What to work on:
Resume the essay below about transcribing a grandfather's old notebooks, picking up right after its last sentence.

Study text:
Digging Through My Grandpa's Notebooks (Pt.1)
An 80 years old man’s discreet emotions and the son who lost his dad at 45
Author's Note: For my first substack post, I asked a simple question that had no specific answer: "Can we change the future by changing the past?" prompted by confusion while living in post-COVID China. But now I realize it was really more of a personal question…
I had a hard time creating a night routine until recently. Now, almost every other night around midnight or 1 AM, I type up my grandpa's old notes on my new keyboard. The pages of his notes have turned yellow with time. I start where I left off the previous night and copy what's on the page into a Word document. I type away late into the night, pretending to be a hardworking secretary from the 19th century.
Tonight I have a document that dates back to 1980, almost two decades older than me. It is my grandpa's application letter to be a part of the Communist Party, his fifth attempt. His previous tries were in 1960, 1966, 1970, and 1975, respectively.
His main reasons for rejection were taking a flight in 1949 with his family, which was considered too capitalist (I’d assume), and joining the 三青团, a nationalist youth league that fought against the communists from 1938 to 1947. Both of these actions were considered to be major moral failures (per the words in his application letter).
He wrote regretfully and passionately, as someone who is truly remorseful about his past and wants the best for the greater good. It reminds me of a climate activist's redemption letter to Mother Earth, or a son who accidentally stabbed his mother. He also used the words "fear" and "love" frequently to describe his relationship with the party.
When transcribing them onto a fresh page as hard facts, in the back of my mind, I wonder if he had seen it coming, that I would become his "secretary." He left a box full of writings in at least 20 notebooks, hundreds of scraps on the back of receipts, all left untouched by my aunties who focused more on how much money they would get once selling the house. I wonder if my grandpa ever thought that I would inherit his belongings and type out his life stories, and would he still have written as truthfully as he did in his diaries?

Given data:
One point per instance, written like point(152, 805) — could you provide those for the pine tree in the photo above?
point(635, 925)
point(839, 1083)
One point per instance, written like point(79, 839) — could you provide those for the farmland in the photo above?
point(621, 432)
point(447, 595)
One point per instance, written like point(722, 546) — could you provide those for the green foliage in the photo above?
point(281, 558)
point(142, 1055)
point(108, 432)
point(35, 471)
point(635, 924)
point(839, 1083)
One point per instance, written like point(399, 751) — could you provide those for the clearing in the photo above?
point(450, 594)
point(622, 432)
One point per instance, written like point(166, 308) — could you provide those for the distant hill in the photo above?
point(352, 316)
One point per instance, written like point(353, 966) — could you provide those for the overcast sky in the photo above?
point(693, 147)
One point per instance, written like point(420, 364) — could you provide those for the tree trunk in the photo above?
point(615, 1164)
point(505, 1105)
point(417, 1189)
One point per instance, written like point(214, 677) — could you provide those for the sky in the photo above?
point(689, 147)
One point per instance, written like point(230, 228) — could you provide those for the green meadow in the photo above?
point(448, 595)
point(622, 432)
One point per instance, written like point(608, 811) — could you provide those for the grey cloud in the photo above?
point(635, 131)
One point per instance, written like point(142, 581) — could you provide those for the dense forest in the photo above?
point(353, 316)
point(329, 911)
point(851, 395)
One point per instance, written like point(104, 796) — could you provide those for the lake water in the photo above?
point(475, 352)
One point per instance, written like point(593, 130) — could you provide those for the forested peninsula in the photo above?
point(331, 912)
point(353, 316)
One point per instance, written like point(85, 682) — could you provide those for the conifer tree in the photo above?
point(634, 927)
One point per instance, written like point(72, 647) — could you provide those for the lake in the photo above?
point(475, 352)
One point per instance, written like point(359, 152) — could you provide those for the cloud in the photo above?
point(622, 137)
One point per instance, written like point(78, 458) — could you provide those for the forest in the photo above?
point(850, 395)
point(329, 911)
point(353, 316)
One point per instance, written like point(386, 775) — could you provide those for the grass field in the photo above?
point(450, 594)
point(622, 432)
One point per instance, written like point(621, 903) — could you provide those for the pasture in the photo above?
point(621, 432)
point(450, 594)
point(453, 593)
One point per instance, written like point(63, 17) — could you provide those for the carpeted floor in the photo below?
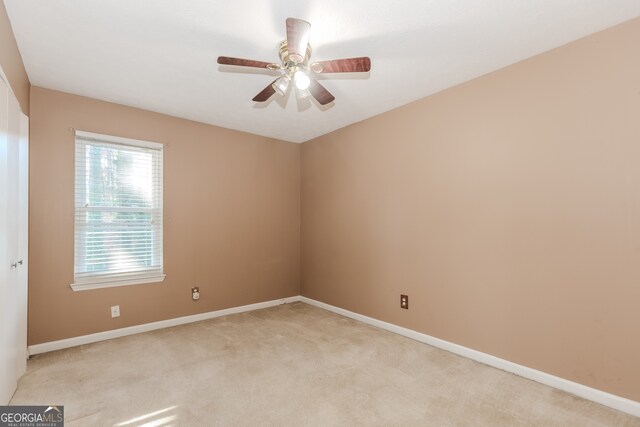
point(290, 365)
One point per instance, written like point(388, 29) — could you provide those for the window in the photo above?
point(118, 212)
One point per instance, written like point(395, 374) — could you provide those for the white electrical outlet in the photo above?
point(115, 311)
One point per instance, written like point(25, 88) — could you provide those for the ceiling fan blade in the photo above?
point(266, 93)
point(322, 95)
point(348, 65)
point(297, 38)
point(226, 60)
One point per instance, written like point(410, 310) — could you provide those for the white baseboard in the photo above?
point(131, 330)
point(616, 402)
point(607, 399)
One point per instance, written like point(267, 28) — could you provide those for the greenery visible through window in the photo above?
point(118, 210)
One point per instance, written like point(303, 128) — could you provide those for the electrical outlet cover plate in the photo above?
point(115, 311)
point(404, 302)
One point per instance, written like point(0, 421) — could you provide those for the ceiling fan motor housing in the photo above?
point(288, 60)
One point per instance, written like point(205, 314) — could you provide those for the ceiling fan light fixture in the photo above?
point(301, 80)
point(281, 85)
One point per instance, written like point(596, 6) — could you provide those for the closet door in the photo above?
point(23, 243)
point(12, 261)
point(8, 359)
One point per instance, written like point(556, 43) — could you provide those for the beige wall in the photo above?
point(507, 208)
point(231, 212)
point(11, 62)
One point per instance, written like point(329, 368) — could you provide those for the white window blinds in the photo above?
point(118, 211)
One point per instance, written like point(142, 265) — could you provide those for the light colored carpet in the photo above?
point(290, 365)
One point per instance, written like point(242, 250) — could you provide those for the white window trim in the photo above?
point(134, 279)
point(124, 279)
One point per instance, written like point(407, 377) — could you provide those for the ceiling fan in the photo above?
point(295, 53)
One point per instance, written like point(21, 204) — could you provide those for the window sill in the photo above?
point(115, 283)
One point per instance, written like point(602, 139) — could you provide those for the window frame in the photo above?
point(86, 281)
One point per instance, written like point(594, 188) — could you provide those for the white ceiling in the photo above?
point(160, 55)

---

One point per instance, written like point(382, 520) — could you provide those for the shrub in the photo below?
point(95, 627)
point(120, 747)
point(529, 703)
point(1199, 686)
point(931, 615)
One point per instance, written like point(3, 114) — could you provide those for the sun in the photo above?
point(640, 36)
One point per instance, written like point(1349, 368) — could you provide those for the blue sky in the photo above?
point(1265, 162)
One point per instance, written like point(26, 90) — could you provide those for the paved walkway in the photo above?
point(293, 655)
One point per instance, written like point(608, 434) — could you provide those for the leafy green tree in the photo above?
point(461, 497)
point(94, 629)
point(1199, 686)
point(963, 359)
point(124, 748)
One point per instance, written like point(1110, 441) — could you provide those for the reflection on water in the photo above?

--

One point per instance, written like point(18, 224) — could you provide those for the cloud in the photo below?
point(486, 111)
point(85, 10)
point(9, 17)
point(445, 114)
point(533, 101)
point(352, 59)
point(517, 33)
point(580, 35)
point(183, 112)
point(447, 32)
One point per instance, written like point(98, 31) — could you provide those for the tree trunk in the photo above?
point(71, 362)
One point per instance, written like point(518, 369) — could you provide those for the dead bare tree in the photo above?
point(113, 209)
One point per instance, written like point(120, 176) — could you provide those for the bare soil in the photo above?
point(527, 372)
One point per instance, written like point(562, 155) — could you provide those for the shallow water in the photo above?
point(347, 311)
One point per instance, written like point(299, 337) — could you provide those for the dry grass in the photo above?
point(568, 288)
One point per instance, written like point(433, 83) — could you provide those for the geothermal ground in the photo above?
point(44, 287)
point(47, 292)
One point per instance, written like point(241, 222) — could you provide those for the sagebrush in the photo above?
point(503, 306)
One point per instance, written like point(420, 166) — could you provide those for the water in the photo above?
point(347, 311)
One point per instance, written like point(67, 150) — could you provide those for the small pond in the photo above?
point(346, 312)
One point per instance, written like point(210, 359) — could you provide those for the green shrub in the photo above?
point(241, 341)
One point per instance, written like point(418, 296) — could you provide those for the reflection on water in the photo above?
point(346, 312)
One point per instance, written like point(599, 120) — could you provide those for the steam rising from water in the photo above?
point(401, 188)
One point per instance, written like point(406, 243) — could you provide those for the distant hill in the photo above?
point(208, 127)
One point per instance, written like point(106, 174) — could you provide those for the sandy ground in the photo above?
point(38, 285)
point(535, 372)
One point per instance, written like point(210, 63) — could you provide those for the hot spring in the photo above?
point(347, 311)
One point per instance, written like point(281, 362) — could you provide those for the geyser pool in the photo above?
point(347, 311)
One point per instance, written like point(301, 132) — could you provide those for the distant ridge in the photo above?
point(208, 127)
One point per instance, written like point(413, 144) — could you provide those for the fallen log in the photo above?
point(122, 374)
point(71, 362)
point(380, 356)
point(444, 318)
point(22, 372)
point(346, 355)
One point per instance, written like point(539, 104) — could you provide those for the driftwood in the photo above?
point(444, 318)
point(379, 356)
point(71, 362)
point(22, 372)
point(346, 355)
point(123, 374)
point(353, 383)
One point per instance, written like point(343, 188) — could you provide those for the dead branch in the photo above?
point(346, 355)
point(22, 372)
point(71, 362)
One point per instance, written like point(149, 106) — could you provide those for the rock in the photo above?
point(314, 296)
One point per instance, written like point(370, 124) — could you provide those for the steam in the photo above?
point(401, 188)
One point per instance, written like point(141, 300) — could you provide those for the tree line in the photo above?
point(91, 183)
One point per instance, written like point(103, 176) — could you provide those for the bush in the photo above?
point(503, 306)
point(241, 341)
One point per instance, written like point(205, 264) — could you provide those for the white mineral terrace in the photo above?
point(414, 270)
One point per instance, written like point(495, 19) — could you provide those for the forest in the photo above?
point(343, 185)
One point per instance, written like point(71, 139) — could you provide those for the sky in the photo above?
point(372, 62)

Your response:
Transcribing raw emotions is not an easy task, and neither is reading them as a granddaughter. It took me six months to work up the courage to be near the box, as I feared that it possessed a part of his spirit (which is likely still present), and that intruding on his most intimate thoughts might change who he was to me.
For example, here are some things I found it hard to believe that an 80-year-old man would do:
As a writer, he too has a love-hate relationship with his editor:
晚会上孙桂芳三次邀我与她伴舞,令我很尴尬。过去我对她是敬而远之的。
At the party, Sun Guifang (editor) invited me to dance with her three times, which made me very embarrassed. In the past, I kept my distance from her out of respect.
He still copying love poem with burning passionate language:
“那爱是喷涌的岩浆,是汹涌的海水,是无垠的苍穹,让我们一生融化、淹没、覆盖。“ (卫寅利)
“Love is like gushing lava, surging seawater, and boundless sky, melting, submerging, and covering us throughout our lives.” (Wei Yinli)
He also complained about my cousin being cold to him and swore to never see her again. He used the phrase "热脸贴冷屁股" (hot face stuck onto cold ass), not a normal thing that a loving grandpa would say. I'm just happy to find out that I am not the only one who grew up hating my cousin from time to time.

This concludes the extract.